§ **YOUR TASK**: Output each record exactly, with nothing omitted.

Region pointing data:
^^^^^^^^

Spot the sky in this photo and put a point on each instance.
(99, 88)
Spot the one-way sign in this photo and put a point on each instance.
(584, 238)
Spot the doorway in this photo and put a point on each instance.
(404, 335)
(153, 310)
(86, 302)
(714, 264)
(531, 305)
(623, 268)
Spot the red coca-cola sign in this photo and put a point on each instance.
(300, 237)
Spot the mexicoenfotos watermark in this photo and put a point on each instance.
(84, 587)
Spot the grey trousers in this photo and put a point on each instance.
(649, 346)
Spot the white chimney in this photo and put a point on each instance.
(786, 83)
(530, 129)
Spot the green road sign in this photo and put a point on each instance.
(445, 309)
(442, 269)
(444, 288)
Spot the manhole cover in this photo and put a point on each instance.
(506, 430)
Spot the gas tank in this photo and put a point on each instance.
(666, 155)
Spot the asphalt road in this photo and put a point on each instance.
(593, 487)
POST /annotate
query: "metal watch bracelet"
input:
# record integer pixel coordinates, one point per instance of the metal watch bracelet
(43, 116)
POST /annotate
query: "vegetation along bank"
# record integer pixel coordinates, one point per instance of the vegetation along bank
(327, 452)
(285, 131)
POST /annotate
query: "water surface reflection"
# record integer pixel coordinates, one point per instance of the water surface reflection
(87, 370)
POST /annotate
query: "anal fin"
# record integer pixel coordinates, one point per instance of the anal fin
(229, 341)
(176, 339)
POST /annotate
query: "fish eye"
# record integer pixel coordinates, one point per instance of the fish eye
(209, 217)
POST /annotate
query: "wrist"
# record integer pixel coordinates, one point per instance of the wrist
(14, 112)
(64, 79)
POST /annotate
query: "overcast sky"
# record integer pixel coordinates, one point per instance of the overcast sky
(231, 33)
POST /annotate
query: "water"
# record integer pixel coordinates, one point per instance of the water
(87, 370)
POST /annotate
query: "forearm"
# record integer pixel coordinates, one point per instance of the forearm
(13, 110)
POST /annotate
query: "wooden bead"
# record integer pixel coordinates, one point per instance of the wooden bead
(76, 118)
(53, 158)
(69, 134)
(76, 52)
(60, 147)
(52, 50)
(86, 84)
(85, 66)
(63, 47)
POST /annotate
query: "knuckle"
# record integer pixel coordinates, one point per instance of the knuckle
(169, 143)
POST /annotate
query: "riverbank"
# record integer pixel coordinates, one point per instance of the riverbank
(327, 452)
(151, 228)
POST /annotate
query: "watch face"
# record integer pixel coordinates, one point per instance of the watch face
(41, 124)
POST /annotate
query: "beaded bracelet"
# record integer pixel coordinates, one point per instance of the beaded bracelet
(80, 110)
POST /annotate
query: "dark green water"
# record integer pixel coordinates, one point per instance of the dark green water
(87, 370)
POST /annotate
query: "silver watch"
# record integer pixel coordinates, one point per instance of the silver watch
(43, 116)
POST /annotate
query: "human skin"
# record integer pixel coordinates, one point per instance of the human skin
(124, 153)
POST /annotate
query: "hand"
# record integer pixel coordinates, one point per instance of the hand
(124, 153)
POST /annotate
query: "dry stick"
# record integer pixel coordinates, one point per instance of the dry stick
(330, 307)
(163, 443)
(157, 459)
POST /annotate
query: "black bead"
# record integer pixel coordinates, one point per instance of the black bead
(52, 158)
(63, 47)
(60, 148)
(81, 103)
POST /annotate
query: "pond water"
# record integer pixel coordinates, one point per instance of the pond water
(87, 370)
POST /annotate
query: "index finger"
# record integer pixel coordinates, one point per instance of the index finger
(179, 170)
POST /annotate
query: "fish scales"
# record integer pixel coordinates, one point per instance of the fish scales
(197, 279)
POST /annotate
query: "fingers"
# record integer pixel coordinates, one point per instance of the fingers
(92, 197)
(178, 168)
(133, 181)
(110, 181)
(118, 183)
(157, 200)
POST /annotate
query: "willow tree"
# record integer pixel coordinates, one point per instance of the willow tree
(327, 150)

^^^^^^^^

§ **TASK RESULT**:
Spot the sky in this photo and put a point on each instance.
(99, 88)
Spot the one-way sign in this photo and put a point on each instance.
(584, 238)
Spot the doorway in this photo and put a point on each instance.
(404, 335)
(153, 310)
(86, 302)
(714, 264)
(531, 305)
(623, 268)
Spot the red coca-cola sign in this photo and put a point on each instance.
(300, 237)
Spot the mexicoenfotos watermark in this photo and put a point on each instance.
(84, 587)
Spot the grey trousers in this photo and put a point on each instance.
(649, 346)
Spot the white chimney in this photo and put a point on each instance.
(786, 83)
(530, 129)
Spot the green road sign in this photo and put a point on each instance.
(445, 309)
(442, 269)
(444, 288)
Spot the manhole cover in this photo and put a point on each instance.
(506, 430)
Spot the gas tank in this photo and put a point on each instance.
(666, 155)
Spot the asphalt road in this photo and put a point on each instance.
(593, 487)
POST /annotate
query: "metal watch bracelet"
input:
# record integer pixel coordinates, one point per instance of the metal watch bracelet
(43, 116)
POST /annotate
query: "vegetation along bank"
# record integer pixel coordinates, one point per instance of the vegetation along bank
(327, 452)
(285, 131)
POST /annotate
query: "water surface reflection"
# record integer pixel coordinates, one point per instance of the water surface reflection
(87, 370)
POST /annotate
query: "anal fin"
# record integer pixel coordinates, one point per instance of the anal fin
(229, 341)
(176, 339)
POST /annotate
query: "fish eye"
# record integer pixel coordinates, one point per instance of the fish eye
(209, 217)
POST /annotate
query: "wrist"
# record integer pixel coordinates, one point per instance of the wrist
(14, 112)
(64, 79)
POST /annotate
query: "overcast sky"
# record integer pixel coordinates, one point per instance of the overcast sky
(231, 33)
POST /annotate
query: "water"
# record integer pixel coordinates, one point per instance of the water
(87, 370)
POST /annotate
query: "forearm"
# record integer pixel coordinates, one point per instance of the forearm
(13, 110)
POST /annotate
query: "wooden bead"
# record integer pixel coordinates, one point per instance of the wooden bead
(76, 118)
(53, 158)
(69, 134)
(76, 52)
(60, 147)
(52, 50)
(86, 84)
(85, 66)
(63, 47)
POST /annotate
query: "knuckle"
# record integer pixel coordinates, one point per instance of the knuckle
(169, 143)
POST /annotate
query: "riverbank"
# record integer pixel coordinates, one point per instance of the riverbank
(327, 452)
(151, 228)
POST /annotate
query: "watch face"
# record integer pixel coordinates, one point per instance of the watch face
(41, 124)
POST /annotate
query: "beaded bracelet"
# record integer pixel coordinates, one point per instance of the beaded bracelet
(80, 110)
POST /annotate
query: "dark green water"
# record integer pixel coordinates, one point per instance of the dark green water
(87, 370)
POST /annotate
query: "silver watch"
# record integer pixel coordinates, one point per instance of the silver watch
(43, 116)
POST /annotate
query: "human skin"
# record integer pixel coordinates, one point per instance of the human skin
(124, 153)
POST /annotate
query: "hand"
# record integer pixel coordinates, one point per instance of the hand
(124, 153)
POST /annotate
query: "dry stick"
# record integer pixel coordinates, one point per instance of the dry stick
(330, 307)
(163, 443)
(157, 459)
POST /annotate
query: "black bead"
# record integer pixel coordinates, one point per instance of the black bead
(52, 158)
(63, 47)
(60, 148)
(81, 103)
POST /annotate
query: "pond water"
# record integer pixel coordinates, one point per instance of the pond water
(87, 370)
POST /annotate
query: "index finger"
# record integer pixel coordinates, one point per instance of the index finger
(179, 170)
POST /annotate
query: "fish scales"
# record integer pixel coordinates, one point per instance of the fish scales
(197, 279)
POST /annotate
query: "fingers"
# record integer pixel coordinates, one point per instance of the fingers
(92, 197)
(178, 168)
(133, 181)
(110, 181)
(118, 183)
(157, 200)
POST /annotate
query: "willow tree"
# record integer pixel coordinates, one point per instance of the willow tree
(327, 150)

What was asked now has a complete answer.